───── REGISTROS DE DATOS ─────

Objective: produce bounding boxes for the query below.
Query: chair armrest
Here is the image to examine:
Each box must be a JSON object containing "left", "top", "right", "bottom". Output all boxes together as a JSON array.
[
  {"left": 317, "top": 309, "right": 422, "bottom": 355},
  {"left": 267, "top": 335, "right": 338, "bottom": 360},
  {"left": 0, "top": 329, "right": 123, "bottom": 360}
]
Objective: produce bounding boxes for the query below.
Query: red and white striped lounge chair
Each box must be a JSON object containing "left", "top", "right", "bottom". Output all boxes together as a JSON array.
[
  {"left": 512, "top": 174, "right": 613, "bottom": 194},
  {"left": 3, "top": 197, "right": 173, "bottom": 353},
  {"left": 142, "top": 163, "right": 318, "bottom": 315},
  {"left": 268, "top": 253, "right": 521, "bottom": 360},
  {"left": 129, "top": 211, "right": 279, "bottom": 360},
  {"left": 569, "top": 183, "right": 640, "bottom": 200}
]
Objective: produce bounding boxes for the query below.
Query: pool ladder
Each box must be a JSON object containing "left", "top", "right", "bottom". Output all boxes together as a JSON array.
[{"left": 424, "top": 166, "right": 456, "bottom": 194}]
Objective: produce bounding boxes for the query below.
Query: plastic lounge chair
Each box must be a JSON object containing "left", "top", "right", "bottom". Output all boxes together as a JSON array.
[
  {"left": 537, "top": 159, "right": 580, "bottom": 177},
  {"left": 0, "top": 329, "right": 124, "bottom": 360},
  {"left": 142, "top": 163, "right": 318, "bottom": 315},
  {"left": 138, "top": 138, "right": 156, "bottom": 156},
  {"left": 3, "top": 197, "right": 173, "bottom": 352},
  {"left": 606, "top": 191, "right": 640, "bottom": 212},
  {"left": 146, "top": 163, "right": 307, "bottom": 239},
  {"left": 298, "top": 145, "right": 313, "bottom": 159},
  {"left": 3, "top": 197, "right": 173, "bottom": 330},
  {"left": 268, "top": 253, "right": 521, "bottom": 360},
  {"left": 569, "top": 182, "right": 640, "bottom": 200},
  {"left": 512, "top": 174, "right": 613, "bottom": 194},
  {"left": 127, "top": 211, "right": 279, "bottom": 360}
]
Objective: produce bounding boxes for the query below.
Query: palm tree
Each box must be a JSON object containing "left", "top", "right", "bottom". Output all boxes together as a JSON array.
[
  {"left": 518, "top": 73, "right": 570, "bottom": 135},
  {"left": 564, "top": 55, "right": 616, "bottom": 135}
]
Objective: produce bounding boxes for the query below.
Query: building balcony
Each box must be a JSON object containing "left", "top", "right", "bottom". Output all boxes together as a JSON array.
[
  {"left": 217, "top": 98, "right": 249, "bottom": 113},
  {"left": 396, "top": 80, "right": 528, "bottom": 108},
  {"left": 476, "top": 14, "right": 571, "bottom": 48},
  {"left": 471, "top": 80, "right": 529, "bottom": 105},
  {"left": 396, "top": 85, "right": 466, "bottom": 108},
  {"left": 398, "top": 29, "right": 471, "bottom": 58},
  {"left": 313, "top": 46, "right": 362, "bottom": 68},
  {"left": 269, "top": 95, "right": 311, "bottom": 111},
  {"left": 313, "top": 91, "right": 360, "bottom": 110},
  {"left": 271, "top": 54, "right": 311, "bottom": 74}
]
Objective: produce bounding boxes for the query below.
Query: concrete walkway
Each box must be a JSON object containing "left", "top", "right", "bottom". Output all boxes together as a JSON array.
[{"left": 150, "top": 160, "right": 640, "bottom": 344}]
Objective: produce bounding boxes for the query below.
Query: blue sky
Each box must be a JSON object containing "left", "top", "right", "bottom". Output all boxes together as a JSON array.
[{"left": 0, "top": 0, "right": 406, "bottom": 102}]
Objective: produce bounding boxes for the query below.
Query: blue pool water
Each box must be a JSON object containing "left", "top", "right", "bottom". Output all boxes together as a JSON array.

─────

Localiza en el listado de arriba cada línea que contenga la palabra "blue" y cópiala tal cual. Ten en cuenta que se distinguen mayúsculas y minúsculas.

TU RESPUESTA:
Query: blue sky
Query: blue pool water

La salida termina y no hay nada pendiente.